Well, I guess I'm going to be truly doomed...first the wrath of YOUR God is called down on me and now I have to worry about Muslims heaping it on me, too? Some days it just doesn't pay to get out of bed.

28508. anomie - 8/2/2006 10:19:56 PM

Jen,

I'm dead serious about banning childhood religious indoctrination. When will this happen? When hell freezes over, I'm sure.

As to the long lasting harm, hyperbole is not intended I assure you. I think the negative effects consist mainly of the inability for critical thinking. I wish "Love thy neighbor" was the main teaching, but you know that not true. Starting with toddlers we teach them about sin, satan, demons, fear, salvation (they need saving from the wrath of the very God we call "good"), sacrifice, blood rituals, flesh eating, etc. We instill feelings of unworthiness and guilt. But perhaps most harmful is that we teach them to be "certain" about being right...about inarguable truths that create factions, unbelievers and enemies. This certainty morphs into the actions we see today. It creates Martyrs and worse. This is not abuse?

28509. anomie - 8/2/2006 10:26:53 PM

Jen,

I don't bend the topic toward Christianity on purpose, but I can't help wondering what your motives are for posting all this stuff about the beliefs of Muslims. Your stated beliefs about morality line up parallel to theirs in almost every way. They differ by degrees and timing, perhaps, but in the end your God is going to send a certain nunber of people to hell, and he allows the killing of innocents everyday. He is the father of Christianity and Islam afterall.

I'd really like your views about whether any of these current events fit into God's plan and if not why, and whether God has a "plan" at all.

::::::::::

● **TASK DESCRIPTION**
Answer these questions about the forum excerpt:
1. In the opening paragraph, which group does the writer say they now have to worry about?
2. In post 28508, what does the writer think the negative effects of childhood religious indoctrination mainly consist of?
3. In post 28509, at what time was the post made?

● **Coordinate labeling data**
::::::::::

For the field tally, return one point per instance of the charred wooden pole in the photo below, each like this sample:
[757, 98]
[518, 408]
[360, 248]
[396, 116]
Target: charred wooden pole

::::::::::

● **OUTPUT OF THE EXERCISE**
1. Muslims.
2. The inability for critical thinking.
3. 10:26:53 PM on 8/2/2006.